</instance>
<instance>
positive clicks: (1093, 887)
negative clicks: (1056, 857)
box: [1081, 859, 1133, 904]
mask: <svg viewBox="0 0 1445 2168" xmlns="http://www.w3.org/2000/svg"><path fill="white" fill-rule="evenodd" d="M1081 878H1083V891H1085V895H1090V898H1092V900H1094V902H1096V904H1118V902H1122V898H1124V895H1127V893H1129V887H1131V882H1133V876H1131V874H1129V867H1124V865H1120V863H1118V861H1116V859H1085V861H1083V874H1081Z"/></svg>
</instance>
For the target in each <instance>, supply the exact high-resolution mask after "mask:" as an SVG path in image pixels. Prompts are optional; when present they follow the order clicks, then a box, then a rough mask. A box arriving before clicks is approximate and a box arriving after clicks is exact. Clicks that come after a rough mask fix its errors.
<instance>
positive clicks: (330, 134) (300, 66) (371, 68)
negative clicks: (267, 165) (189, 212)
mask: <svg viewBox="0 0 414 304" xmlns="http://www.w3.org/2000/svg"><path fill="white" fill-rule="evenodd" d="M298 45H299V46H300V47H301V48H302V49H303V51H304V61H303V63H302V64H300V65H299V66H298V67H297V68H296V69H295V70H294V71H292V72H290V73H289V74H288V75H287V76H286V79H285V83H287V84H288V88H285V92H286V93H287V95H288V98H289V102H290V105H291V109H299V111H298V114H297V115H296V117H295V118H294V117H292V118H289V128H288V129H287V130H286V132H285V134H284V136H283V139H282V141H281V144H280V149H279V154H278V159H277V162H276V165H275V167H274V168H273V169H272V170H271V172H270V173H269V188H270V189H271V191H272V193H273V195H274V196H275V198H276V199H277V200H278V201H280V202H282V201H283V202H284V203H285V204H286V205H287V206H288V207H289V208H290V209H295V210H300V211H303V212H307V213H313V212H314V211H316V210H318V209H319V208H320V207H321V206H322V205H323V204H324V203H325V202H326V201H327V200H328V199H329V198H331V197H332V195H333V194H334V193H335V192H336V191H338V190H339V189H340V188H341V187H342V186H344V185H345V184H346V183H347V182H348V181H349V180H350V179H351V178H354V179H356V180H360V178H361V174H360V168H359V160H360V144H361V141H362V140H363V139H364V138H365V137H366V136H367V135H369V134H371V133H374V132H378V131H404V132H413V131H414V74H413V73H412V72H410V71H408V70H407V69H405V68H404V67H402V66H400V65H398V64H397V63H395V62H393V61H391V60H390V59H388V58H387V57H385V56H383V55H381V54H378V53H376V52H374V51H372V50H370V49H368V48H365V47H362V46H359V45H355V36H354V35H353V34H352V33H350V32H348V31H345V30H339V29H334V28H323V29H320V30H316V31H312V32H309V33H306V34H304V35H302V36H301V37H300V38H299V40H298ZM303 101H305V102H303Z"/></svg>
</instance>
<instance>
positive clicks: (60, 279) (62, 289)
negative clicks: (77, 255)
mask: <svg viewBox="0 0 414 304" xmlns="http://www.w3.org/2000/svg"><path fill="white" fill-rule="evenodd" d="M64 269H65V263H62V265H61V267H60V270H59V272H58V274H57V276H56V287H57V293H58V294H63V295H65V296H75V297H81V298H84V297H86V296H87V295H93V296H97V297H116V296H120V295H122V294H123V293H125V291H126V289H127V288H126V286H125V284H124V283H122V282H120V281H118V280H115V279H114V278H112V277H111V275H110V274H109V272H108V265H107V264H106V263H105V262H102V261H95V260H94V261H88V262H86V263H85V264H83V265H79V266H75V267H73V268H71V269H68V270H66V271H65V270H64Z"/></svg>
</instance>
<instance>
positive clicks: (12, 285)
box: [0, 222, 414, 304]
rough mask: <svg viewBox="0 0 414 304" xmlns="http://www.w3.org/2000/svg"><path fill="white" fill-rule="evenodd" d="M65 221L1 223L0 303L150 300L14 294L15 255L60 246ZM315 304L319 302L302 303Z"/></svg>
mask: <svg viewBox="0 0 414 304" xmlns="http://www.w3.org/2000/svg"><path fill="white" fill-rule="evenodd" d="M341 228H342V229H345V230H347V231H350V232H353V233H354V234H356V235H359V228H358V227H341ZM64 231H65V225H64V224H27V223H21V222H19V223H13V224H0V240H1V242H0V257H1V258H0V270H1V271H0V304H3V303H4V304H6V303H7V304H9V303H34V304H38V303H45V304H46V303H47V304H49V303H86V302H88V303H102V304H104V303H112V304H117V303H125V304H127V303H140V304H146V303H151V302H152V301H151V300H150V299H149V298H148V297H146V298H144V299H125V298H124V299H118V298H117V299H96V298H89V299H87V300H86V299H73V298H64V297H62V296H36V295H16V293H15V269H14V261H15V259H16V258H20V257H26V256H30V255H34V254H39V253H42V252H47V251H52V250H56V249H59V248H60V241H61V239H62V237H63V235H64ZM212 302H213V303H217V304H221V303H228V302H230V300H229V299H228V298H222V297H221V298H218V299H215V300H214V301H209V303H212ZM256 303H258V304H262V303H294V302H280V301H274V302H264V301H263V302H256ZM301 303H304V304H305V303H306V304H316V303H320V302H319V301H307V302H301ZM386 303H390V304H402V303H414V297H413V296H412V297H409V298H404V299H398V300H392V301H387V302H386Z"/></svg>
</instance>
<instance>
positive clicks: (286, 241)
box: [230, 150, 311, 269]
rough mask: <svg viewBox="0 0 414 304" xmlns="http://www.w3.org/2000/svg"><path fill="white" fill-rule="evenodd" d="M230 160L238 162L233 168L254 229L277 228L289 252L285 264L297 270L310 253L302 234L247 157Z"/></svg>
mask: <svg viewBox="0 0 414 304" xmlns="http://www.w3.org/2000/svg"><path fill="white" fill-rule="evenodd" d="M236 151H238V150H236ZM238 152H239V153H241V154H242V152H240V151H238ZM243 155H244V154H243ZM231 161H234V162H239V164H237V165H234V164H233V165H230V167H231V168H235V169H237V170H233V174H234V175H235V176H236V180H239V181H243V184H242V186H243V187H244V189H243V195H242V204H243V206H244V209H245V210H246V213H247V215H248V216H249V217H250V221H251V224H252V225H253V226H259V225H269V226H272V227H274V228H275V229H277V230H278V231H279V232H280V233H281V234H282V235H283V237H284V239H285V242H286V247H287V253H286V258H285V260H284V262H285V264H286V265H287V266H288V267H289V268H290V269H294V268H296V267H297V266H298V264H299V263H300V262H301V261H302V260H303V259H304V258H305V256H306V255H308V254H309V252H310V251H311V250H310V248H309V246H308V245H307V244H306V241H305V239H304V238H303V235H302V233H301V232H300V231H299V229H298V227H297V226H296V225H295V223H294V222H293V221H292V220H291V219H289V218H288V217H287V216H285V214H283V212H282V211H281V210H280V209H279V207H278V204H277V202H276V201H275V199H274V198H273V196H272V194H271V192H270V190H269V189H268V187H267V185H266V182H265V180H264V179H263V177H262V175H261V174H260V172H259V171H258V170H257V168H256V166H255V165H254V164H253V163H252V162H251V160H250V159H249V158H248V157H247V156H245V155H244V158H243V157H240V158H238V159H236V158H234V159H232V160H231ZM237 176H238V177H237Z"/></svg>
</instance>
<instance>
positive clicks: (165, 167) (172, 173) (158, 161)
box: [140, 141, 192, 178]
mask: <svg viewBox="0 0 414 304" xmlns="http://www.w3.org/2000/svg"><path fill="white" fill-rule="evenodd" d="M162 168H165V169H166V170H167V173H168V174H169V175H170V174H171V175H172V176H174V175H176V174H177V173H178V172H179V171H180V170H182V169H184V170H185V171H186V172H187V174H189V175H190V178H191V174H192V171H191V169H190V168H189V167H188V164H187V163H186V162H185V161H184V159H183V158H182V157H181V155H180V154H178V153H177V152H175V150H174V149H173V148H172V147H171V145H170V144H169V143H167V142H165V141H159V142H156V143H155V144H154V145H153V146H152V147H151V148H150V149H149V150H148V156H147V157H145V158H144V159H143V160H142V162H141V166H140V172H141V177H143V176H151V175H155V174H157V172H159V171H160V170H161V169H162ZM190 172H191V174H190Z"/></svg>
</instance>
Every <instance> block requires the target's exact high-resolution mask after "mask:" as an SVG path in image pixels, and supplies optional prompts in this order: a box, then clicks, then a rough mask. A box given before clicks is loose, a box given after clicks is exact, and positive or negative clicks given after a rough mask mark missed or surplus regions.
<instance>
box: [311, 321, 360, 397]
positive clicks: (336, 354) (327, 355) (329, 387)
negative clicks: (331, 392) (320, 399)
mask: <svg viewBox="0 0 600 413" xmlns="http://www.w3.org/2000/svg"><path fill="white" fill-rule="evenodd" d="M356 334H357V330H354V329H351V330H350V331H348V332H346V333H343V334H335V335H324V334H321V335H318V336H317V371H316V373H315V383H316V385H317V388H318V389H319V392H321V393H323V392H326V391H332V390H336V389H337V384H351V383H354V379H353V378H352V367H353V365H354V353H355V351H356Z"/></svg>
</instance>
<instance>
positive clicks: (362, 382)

--

* [Task directions]: Reproduce the records above line by line, without any change, up to and including the line that holds "positive clicks: (330, 134)".

* [Answer area]:
</instance>
<instance>
positive clicks: (1093, 887)
negative clicks: (1056, 857)
box: [1081, 859, 1133, 904]
mask: <svg viewBox="0 0 1445 2168" xmlns="http://www.w3.org/2000/svg"><path fill="white" fill-rule="evenodd" d="M1081 878H1083V891H1085V895H1090V898H1092V900H1094V902H1096V904H1118V902H1122V898H1124V895H1127V893H1129V887H1131V882H1133V876H1131V874H1129V867H1124V865H1120V863H1118V861H1116V859H1085V861H1083V874H1081Z"/></svg>
</instance>
For the target in each <instance>, supply the exact high-resolution mask after "mask:" as an SVG path in image pixels. Prompts are optional; when present they follow the order clicks, then a box, then a rough mask. A box arriving before clicks is approximate and a box arriving after clicks is exact. Clicks that come after a rough mask fix its errors.
<instance>
positive clicks: (330, 134) (300, 66) (371, 68)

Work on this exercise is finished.